Below are records to write out exactly; drop the pictures when you do.

(RECORDS FOR THE EXERCISE)

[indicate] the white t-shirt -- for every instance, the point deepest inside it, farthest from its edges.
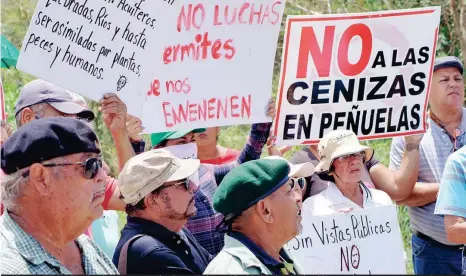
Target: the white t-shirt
(331, 201)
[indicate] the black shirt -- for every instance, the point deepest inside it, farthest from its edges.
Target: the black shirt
(317, 182)
(161, 251)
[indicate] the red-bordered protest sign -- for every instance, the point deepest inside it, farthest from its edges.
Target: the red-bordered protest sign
(369, 73)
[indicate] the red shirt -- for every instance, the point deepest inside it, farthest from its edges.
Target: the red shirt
(230, 156)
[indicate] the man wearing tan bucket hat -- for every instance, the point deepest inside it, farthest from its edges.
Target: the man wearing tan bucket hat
(343, 157)
(158, 190)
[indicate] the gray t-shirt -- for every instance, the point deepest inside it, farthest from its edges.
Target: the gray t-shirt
(435, 148)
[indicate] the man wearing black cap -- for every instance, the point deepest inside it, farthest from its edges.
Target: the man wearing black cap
(262, 211)
(432, 252)
(53, 191)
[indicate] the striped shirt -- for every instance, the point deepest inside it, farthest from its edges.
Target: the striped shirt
(434, 150)
(22, 254)
(203, 224)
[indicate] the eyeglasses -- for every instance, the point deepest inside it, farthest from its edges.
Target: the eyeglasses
(301, 181)
(354, 155)
(91, 167)
(184, 182)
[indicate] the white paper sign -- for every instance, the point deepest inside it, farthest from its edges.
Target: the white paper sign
(95, 47)
(186, 151)
(216, 65)
(360, 242)
(368, 72)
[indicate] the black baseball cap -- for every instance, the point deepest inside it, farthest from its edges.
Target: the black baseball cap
(40, 91)
(448, 61)
(45, 139)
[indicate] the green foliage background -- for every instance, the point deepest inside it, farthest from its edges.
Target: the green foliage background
(16, 14)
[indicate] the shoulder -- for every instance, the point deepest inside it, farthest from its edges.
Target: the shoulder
(380, 197)
(225, 263)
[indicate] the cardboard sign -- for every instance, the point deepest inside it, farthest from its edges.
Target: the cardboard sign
(360, 242)
(95, 47)
(369, 73)
(216, 65)
(186, 151)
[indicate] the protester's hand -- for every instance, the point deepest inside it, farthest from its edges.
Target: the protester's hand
(273, 149)
(6, 131)
(134, 128)
(113, 113)
(270, 109)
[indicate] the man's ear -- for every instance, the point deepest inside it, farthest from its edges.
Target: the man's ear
(40, 179)
(27, 115)
(264, 209)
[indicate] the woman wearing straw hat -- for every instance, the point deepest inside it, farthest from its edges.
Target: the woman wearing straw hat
(343, 157)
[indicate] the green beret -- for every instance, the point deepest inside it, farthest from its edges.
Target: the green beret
(248, 183)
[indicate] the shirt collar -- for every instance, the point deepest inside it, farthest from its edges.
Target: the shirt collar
(263, 256)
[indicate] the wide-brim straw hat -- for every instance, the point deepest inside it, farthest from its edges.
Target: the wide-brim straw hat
(339, 143)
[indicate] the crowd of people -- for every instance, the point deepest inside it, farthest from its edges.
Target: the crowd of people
(225, 212)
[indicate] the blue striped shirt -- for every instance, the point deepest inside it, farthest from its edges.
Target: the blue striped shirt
(434, 150)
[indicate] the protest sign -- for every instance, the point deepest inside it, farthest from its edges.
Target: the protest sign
(216, 66)
(3, 100)
(366, 241)
(186, 151)
(95, 47)
(369, 73)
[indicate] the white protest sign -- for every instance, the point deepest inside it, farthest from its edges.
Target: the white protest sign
(368, 72)
(186, 151)
(360, 242)
(216, 66)
(95, 47)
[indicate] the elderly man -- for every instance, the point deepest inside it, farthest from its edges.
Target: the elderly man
(203, 224)
(262, 212)
(433, 253)
(451, 201)
(158, 189)
(53, 191)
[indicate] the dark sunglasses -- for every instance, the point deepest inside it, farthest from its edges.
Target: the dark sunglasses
(184, 182)
(298, 181)
(91, 167)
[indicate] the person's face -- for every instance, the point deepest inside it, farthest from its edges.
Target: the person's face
(176, 199)
(76, 196)
(447, 89)
(208, 137)
(286, 204)
(349, 167)
(188, 138)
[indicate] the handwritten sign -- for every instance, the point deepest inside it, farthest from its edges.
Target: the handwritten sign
(95, 47)
(369, 73)
(216, 65)
(360, 242)
(186, 151)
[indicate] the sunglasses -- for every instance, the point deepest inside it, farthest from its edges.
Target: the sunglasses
(301, 181)
(354, 155)
(91, 167)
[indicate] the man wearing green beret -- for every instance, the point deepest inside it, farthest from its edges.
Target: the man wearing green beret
(262, 211)
(203, 224)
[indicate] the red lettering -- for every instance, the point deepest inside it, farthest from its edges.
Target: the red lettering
(166, 114)
(234, 107)
(241, 11)
(308, 45)
(216, 22)
(246, 106)
(211, 108)
(166, 55)
(228, 47)
(275, 12)
(215, 47)
(365, 34)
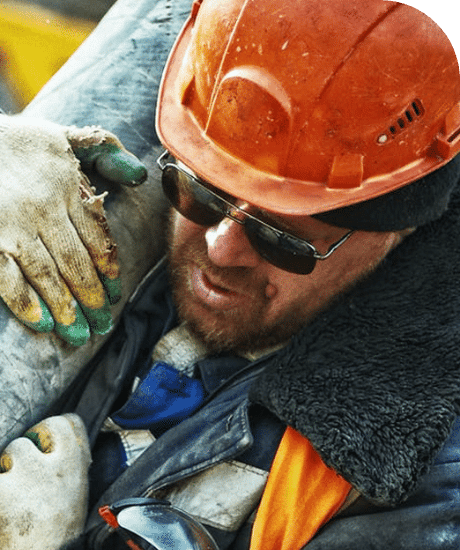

(End RECORDS FOR THE EXERCISE)

### YOUR SOLUTION
[indicate] the white t-shirt -- for every instance, the point deepest inside it, farthest from its edges.
Target: the white t-shirt
(331, 201)
[indicate] the black shirt -- for every instance, the point deepest inside it, farthest from its edges.
Target: the black shirt
(317, 182)
(161, 251)
[indicate] the red-bordered protest sign -- for every instance, the point deepest inside it, farthest from its edges.
Target: the red-bordered protest sign
(369, 73)
[indicate] the red shirt -- for every instance, the point deepest inside it, farthest from its edges.
Target: the red shirt
(230, 156)
[indicate] the man wearing tan bucket hat -- for every instance, the point deepest inside it, farthest from its edges.
Target: the man wearing tan bucket hat
(343, 157)
(158, 190)
[indicate] the gray t-shirt -- for every instance, the point deepest inside it, farthest from its edges.
Target: the gray t-shirt
(435, 148)
[indicate] the man wearing black cap -- for every instance, the point deepest inside it, farthest from its edges.
Target: the man wearing black cap
(262, 211)
(432, 252)
(53, 191)
[indicate] the striped shirt -- for every instance, the point deepest inside it, farthest from its edges.
Target: the striped shirt
(434, 150)
(22, 254)
(203, 224)
[indicate] the eyeglasses -- for every instance, the point deepest inside it, farthest from its edges.
Target: the eyeglasses
(301, 181)
(354, 155)
(91, 167)
(184, 182)
[indicate] the white paper sign -- for every instance, the point deepest inside it, farthest from its edges.
Target: the white paper sign
(95, 47)
(186, 151)
(216, 65)
(360, 242)
(368, 72)
[indicate] the black baseball cap -- for every instance, the point deepest inside it, farthest from its edges.
Target: the black baseball cap
(40, 91)
(448, 61)
(45, 139)
[indicate] the green foliage background -- for every instance, the point deepest inside it, farthest from its edges.
Target: the green foliage background
(16, 14)
[indicate] the shoulder -- for every instance, the point deepest inside it, farthest from its edges.
Target: the shoulder
(380, 197)
(225, 263)
[indicate] the cardboard sign -- for every instance, the point deepest inside it, farthest from its edges.
Target: the cardboard sign
(360, 242)
(95, 47)
(369, 73)
(216, 65)
(186, 151)
[indicate] the protester's hand -- for every instance, the point deepest inside it, farthest from its edges.
Target: the protester's hand
(273, 149)
(6, 131)
(134, 128)
(113, 113)
(270, 109)
[indicate] the man's ear -- for every instance, the point deepest inside it, farthest from its edges.
Target: the man's ear
(40, 179)
(27, 115)
(264, 209)
[indicate] the woman wearing straw hat -- for every instance, the point deepest inside it, farthest from its edges.
Target: the woman wearing straw hat
(343, 157)
[indicate] the green beret -- for every instance, the point deepest inside it, farthest from its edges.
Target: the green beret
(248, 183)
[indicate] the shirt collar -- for every instance, the point deepest inside it, farthest from its edges.
Target: the shirt collar
(263, 256)
[indicate] the wide-brim straw hat -- for every instance, the point deepest inside it, farthest from its edges.
Target: the wide-brim straw hat
(339, 143)
[indicate] the crowd of people -- for every instance, the point deepest inside it, farthest from its edges.
Target: the crowd of people
(225, 212)
[indicate] the blue striped shirt -- for every instance, the point deepest inside it, farthest from its edges.
Target: the blue striped shirt
(434, 150)
[indicate] the protest sign -- for every instance, the point deepest inside it, farthest from its edges.
Target: the protest sign
(216, 66)
(3, 100)
(366, 241)
(186, 151)
(95, 47)
(369, 73)
[indicate] the white protest sign -- for every instance, the point deepest inside it, farthest from its edges.
Target: the white protest sign
(368, 72)
(186, 151)
(360, 242)
(216, 66)
(95, 47)
[indicate] the elderly man -- for every instance, the point deepest inside it, farthest from its edges.
Target: the elderly man
(203, 224)
(262, 212)
(433, 253)
(451, 201)
(158, 189)
(53, 191)
[indicate] the dark sunglasses -- for every instance, the point deepest inside it, farthest from its edges.
Target: the dark sunglasses
(184, 182)
(298, 181)
(91, 167)
[indicate] the person's face -- for every instance, the point deepest inside it, farthest from its edges.
Target: the person's face
(176, 199)
(76, 196)
(447, 89)
(208, 137)
(286, 204)
(349, 167)
(188, 138)
[indicate] the handwritten sign -- for every instance, the point deepest inside it, farthest from its edges.
Target: the handwritten sign
(95, 47)
(369, 73)
(216, 65)
(360, 242)
(186, 151)
[indicate] the sunglasses -- for every instance, the point deepest inside it, farthest from its edges.
Target: the sunglasses
(301, 181)
(354, 155)
(91, 167)
[indicate] the man wearing green beret -- for every instance, the point deepest inside it, farthest from its edges.
Target: the man wearing green beret
(262, 211)
(203, 224)
[indicate] the red lettering -- for every instance, the point deepest inside it, farthest from its edges.
Target: the red lettering
(166, 114)
(234, 107)
(241, 11)
(308, 45)
(216, 22)
(246, 106)
(211, 108)
(166, 55)
(228, 47)
(275, 12)
(215, 47)
(365, 34)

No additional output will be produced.